*GOAL:* Begin at the line below that contains "the white lab". Repeat it and all remaining lines of the records exactly.
::::::::
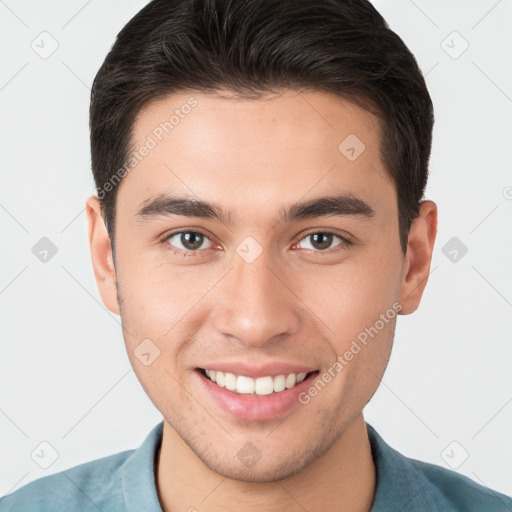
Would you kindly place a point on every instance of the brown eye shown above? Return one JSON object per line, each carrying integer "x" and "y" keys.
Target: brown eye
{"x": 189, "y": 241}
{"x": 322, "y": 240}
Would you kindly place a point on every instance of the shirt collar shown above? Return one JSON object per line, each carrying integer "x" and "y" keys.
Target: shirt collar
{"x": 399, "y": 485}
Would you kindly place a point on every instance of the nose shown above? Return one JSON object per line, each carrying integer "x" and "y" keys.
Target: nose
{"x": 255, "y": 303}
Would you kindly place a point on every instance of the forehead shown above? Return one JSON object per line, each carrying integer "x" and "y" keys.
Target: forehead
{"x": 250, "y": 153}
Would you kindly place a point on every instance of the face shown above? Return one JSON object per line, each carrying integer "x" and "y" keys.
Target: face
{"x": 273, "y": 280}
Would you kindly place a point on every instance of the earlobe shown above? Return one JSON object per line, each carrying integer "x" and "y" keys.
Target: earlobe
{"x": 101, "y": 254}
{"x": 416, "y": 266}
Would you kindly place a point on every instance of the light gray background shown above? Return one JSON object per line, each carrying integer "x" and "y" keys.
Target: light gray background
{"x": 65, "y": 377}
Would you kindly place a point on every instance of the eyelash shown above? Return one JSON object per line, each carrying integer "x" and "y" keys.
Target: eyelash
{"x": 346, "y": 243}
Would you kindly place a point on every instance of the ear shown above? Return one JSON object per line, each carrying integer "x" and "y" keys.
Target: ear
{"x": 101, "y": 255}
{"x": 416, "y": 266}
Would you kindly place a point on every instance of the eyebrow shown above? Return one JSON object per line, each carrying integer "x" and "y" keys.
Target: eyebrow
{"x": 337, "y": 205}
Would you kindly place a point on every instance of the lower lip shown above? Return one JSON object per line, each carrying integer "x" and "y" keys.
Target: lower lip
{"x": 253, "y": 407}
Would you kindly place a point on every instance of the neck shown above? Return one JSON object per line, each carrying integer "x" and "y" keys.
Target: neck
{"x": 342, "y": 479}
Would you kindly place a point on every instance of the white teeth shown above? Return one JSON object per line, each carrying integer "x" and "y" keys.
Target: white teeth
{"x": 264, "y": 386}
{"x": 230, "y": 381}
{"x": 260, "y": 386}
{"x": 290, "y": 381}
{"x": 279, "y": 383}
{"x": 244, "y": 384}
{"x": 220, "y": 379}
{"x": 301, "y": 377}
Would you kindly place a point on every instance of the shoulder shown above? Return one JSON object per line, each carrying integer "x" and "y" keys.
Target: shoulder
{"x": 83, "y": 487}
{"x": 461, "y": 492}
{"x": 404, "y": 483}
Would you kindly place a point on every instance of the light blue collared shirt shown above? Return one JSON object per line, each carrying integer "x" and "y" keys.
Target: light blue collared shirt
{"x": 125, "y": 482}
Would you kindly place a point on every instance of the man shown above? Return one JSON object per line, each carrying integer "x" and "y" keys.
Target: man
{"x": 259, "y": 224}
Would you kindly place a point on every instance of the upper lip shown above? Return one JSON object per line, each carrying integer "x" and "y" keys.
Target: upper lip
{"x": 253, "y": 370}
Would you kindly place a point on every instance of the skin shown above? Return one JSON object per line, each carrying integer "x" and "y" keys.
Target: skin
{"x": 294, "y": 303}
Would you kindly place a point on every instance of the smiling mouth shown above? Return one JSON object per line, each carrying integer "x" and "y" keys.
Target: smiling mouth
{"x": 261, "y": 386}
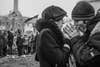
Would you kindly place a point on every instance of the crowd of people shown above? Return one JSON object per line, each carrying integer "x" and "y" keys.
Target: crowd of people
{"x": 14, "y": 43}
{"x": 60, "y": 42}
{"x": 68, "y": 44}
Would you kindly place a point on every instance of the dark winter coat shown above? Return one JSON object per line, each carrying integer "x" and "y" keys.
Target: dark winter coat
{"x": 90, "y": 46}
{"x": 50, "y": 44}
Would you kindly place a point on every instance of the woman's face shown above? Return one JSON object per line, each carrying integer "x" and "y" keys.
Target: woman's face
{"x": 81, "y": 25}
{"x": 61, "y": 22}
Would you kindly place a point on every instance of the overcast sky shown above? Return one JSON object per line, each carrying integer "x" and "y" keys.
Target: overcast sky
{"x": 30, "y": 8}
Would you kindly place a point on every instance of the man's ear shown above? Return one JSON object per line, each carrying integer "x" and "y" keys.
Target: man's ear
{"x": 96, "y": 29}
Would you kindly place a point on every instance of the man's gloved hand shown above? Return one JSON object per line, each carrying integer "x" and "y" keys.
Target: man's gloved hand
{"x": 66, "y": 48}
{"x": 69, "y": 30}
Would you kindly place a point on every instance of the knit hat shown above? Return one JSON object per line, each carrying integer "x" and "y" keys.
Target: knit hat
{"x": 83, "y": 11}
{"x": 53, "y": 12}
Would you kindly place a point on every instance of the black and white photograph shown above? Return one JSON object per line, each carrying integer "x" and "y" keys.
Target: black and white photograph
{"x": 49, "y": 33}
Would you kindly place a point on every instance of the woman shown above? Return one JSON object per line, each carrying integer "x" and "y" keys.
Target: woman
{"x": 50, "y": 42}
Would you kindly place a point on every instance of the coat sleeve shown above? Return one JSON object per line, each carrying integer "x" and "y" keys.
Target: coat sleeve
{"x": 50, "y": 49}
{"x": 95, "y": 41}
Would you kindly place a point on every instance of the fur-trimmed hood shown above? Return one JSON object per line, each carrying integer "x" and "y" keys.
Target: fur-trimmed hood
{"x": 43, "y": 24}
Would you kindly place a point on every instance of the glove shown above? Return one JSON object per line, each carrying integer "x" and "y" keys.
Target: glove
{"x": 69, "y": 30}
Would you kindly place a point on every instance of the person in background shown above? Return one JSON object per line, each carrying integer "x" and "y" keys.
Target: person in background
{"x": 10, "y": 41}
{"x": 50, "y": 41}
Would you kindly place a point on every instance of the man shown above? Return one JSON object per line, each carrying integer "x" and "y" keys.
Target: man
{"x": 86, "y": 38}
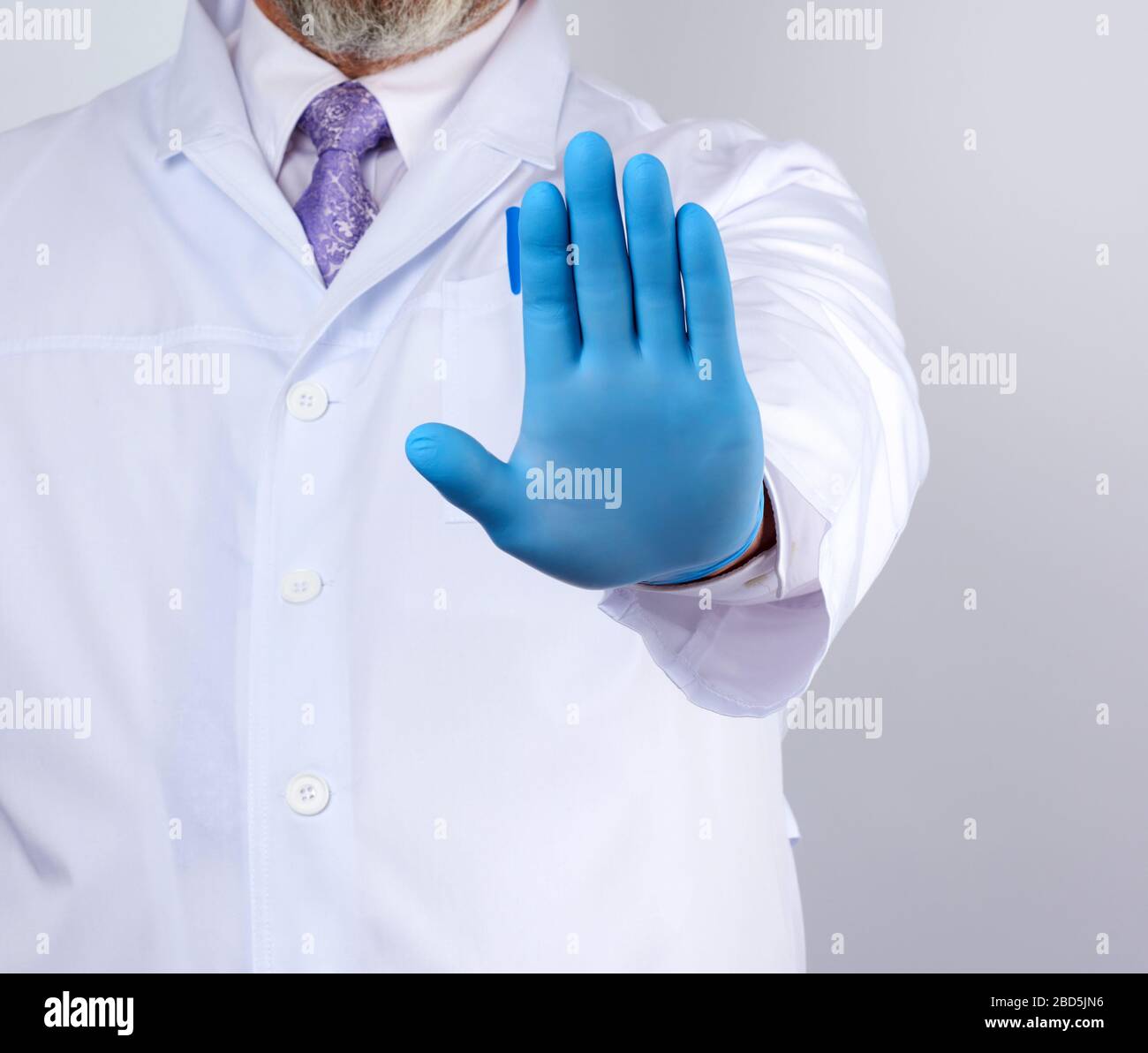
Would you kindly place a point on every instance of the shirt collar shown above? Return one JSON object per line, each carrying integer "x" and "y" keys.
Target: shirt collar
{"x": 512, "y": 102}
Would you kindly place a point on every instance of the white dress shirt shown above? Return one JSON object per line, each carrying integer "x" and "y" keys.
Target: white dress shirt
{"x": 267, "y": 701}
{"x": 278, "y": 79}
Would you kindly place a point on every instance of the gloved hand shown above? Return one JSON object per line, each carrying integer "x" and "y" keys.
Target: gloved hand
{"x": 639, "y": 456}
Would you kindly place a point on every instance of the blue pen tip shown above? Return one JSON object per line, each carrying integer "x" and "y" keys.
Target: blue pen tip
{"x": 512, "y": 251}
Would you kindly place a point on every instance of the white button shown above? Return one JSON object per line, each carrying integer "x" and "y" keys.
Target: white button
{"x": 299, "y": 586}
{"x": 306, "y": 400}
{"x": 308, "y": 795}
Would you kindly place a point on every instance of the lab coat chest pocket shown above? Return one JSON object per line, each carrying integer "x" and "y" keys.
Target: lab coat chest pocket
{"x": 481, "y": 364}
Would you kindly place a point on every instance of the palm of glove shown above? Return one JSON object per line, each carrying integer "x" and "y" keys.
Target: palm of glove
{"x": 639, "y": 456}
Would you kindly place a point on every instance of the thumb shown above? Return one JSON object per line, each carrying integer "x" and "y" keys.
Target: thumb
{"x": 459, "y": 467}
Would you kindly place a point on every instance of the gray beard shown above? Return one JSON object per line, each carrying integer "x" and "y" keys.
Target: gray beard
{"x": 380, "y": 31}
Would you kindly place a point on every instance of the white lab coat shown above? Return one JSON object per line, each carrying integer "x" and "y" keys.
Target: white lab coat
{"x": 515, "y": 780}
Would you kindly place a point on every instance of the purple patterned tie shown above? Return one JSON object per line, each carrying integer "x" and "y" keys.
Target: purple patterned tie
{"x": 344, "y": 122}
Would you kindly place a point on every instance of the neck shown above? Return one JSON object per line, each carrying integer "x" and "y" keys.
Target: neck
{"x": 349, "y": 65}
::::::::
*FINAL RESULT:*
Would you kindly place a point on every instance of the white lab coat shown above? Return one JSON object per line, each carrying integer "x" and "y" keys.
Target: white lab coat
{"x": 515, "y": 780}
Would you kindly place a point on every instance of the purple patterned tie shown above? Return one JSON object per line, each carrying integer "x" and "y" keys.
Target: purple patterned tie
{"x": 344, "y": 122}
Would you kindly place a point on every instance of the neck shown above? Return one JSON object per line, each carrying integer "x" and "y" keys.
Target: neck
{"x": 349, "y": 65}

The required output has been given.